● **INSTRUKSI TERTULIS**:
Teruskan teks di bawah tentang kewenangan lembaga pemberantasan korupsi, dimulai sesudah kalimat terakhirnya.

5.      Bahwa hal lain yang dapat juga dijadikan acuan dalam permasalahan dualisme kewenangan penuntutan di Indonesia adalah tugas dan kewenangan lembaga-lembaga pemberantasan korupsi di berbagai negara yang memiliki tujuan yang sama untuk melakukan pemberantasan korupsi seperti KPK di Indonesia, hanya saja kewenangannya hanya sampai tahap penyidikan dan selanjutnya Kejaksaan yang berwenang untuk menentukan apakah perkara yang disidik tersebut dapat atau tidak untuk diajukan penuntutan ke pengadilan. Kewenangan lembaga-lembaga tersebut telah sesuai dengan ketentuan Article 6 United Nations Concention Against Corruption yang menyebutkan bahwa pembentukan badan independen di setiap negara dalam rangka pemberantasan korupsi adalah sebagai sarana untuk tindakan pencegahan, akan tetapi kewenangan KPK di Indonesia yang dapat juga melakukan penuntutan melampaui apa yang diatur dalam konvensi Perserikatan Bangsa-Bangsa tersebut. Sebagai contohnya dapat dilihat sistem kerja atau kewenangan komisi pemberantasan korupsi di negara-negara tetangga Indonesia yaitu Singapura, Malaysia dan Australia sebagai berikut:
  • Corruption Practices Investigation Bureau (CPIB) di Singapura CPIB merupakan sebuah badan pemberantasan korupsi independen yang bertanggung jawab untuk melakukan investigasi dan tindakan preventif korupsi yang berada di Singapura. Kedudukan badan ini langsung di bawah Perdana Menteri dan dalam melaksanakan tugasnya mempunyai kewenangan menentukan sendiri siapa yang akan dituduh. Meskipun tugas utamanya adalah melakukan investigasi atas kasus-kasus korupsi di lingkungan pemerintah dan swasta, tetapi untuk melakukan penuntutan yang melakukannya adalah Kejaksaan Singapura atau Attorney General Chamber (AGC). Selanjutnya AGC akan menelaah secara detail berkas yang diajukan CPIB untuk diajukan ke pengadilan. Apabila tidak cukup bukti, kasus tersebut disarankan oleh AGC ke CPIB untuk dialihkan ke proses berdasarkan ketentuan administratif pegawai negeri, misalnya dikategorikan sebagai kasus pelanggaran disiplin.

(Butir dataset tersimpan)
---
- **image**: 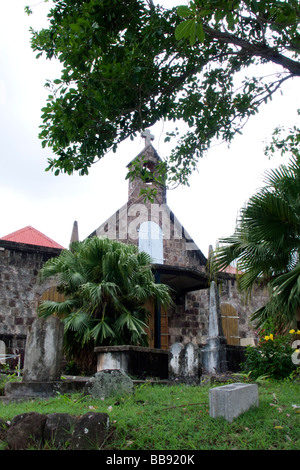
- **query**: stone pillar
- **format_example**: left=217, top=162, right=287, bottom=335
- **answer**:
left=169, top=343, right=201, bottom=384
left=23, top=317, right=64, bottom=382
left=0, top=341, right=6, bottom=364
left=201, top=281, right=227, bottom=374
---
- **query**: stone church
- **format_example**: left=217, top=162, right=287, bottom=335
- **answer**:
left=0, top=131, right=267, bottom=368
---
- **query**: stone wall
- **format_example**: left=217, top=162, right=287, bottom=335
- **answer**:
left=168, top=275, right=268, bottom=345
left=0, top=240, right=61, bottom=352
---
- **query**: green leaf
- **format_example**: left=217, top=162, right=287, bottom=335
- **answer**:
left=196, top=23, right=205, bottom=42
left=175, top=19, right=195, bottom=40
left=177, top=5, right=193, bottom=18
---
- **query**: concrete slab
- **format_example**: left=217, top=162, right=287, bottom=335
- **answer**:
left=209, top=383, right=259, bottom=422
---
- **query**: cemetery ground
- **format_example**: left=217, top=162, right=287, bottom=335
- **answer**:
left=0, top=377, right=300, bottom=451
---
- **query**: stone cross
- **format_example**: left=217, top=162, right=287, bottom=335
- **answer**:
left=142, top=129, right=154, bottom=147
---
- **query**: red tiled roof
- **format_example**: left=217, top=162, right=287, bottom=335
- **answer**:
left=0, top=226, right=64, bottom=249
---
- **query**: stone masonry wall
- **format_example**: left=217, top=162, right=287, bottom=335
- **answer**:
left=169, top=276, right=268, bottom=346
left=0, top=240, right=61, bottom=350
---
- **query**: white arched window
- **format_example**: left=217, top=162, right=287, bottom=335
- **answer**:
left=139, top=222, right=164, bottom=264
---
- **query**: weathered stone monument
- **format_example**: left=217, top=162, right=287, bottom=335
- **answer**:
left=201, top=281, right=227, bottom=374
left=169, top=343, right=201, bottom=384
left=5, top=316, right=84, bottom=398
left=23, top=316, right=64, bottom=382
left=209, top=383, right=259, bottom=423
left=85, top=369, right=134, bottom=398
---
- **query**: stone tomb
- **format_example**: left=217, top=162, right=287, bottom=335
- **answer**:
left=209, top=383, right=259, bottom=423
left=5, top=317, right=84, bottom=398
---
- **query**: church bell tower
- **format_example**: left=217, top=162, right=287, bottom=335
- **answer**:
left=127, top=129, right=167, bottom=204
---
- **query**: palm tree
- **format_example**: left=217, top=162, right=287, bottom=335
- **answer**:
left=212, top=153, right=300, bottom=328
left=39, top=237, right=171, bottom=357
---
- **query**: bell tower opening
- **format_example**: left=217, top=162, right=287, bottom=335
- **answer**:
left=127, top=129, right=167, bottom=204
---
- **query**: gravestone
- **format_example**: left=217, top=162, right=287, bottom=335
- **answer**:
left=209, top=383, right=259, bottom=423
left=23, top=317, right=64, bottom=382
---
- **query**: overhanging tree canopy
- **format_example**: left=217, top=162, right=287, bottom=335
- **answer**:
left=28, top=0, right=300, bottom=187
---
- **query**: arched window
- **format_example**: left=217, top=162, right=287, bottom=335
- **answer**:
left=139, top=222, right=164, bottom=264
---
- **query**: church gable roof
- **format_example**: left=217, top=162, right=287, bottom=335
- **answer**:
left=0, top=225, right=64, bottom=249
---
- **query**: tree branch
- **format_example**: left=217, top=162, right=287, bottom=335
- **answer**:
left=203, top=25, right=300, bottom=77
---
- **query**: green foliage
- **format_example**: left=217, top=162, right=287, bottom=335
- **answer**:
left=27, top=0, right=300, bottom=185
left=39, top=237, right=171, bottom=357
left=0, top=380, right=300, bottom=450
left=242, top=329, right=300, bottom=380
left=211, top=151, right=300, bottom=328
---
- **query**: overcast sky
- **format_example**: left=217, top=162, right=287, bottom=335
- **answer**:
left=0, top=0, right=300, bottom=255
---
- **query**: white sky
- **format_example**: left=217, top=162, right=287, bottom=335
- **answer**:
left=0, top=0, right=300, bottom=255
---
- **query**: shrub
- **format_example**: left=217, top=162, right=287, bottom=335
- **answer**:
left=242, top=330, right=300, bottom=380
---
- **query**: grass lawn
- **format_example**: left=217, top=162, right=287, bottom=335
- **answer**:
left=0, top=380, right=300, bottom=450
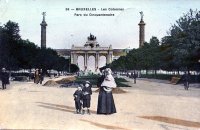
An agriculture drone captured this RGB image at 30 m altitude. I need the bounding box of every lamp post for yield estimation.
[69,34,74,73]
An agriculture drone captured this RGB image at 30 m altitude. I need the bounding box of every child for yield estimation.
[82,81,92,114]
[74,86,83,114]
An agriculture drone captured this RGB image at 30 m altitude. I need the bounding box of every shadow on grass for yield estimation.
[36,102,96,114]
[138,116,200,128]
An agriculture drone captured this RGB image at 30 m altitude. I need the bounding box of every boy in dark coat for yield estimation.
[73,87,83,114]
[82,81,92,114]
[1,68,9,89]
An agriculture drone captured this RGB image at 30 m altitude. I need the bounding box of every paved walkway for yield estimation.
[0,76,200,130]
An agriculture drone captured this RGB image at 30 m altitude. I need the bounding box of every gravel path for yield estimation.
[0,76,200,130]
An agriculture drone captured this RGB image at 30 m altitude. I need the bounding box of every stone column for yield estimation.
[40,12,47,48]
[74,54,78,65]
[95,52,99,72]
[106,53,110,64]
[84,52,88,71]
[138,19,145,47]
[71,52,74,64]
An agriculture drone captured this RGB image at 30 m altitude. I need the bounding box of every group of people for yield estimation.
[34,69,44,84]
[0,68,9,90]
[73,68,117,114]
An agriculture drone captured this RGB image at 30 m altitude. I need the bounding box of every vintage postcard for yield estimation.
[0,0,200,130]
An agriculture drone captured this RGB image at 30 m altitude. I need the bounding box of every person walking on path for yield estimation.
[133,71,137,84]
[82,81,92,114]
[183,72,190,90]
[97,68,117,114]
[34,69,40,84]
[73,86,83,114]
[1,68,9,89]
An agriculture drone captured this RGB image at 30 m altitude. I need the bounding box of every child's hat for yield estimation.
[85,81,90,84]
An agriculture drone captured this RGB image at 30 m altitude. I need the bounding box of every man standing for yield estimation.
[1,68,9,89]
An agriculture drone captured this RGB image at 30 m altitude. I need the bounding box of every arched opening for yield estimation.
[99,55,106,68]
[78,55,84,71]
[87,55,95,72]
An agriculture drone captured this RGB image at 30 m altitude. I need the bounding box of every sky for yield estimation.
[0,0,200,70]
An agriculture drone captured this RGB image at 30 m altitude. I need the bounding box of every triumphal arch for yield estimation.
[71,34,113,71]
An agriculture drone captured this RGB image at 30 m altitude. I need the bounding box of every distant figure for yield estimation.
[133,71,137,84]
[183,72,190,90]
[73,86,83,114]
[39,69,44,84]
[34,69,40,84]
[82,81,92,114]
[97,68,117,114]
[1,68,9,89]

● **JAWABAN LATIHAN**:
  • Badan Pencegah Rasuah (BPR) di Malaysia BPR dibentuk dengan tujuan untuk menghapuskan segala bentuk korupsi dan penyalahgunaan kekuasaan yang dilarang oleh ketentuan perundang-undangan di Malaysia. Ketua badan ini berada di bawah Perdana Menteri serta memiliki kantor pusat dan cabang di setiap negara bagian. Dalam pengajuan tuntutan ke pengadilan, BPR harus mendapat ijin dari pihak Jabatan Peguam Negara (Jaksa Agung Malaysia) yang memiliki kewenangan penuh untuk memutuskan apakah kasus tersebut diteruskan ke pengadilan atau tidak.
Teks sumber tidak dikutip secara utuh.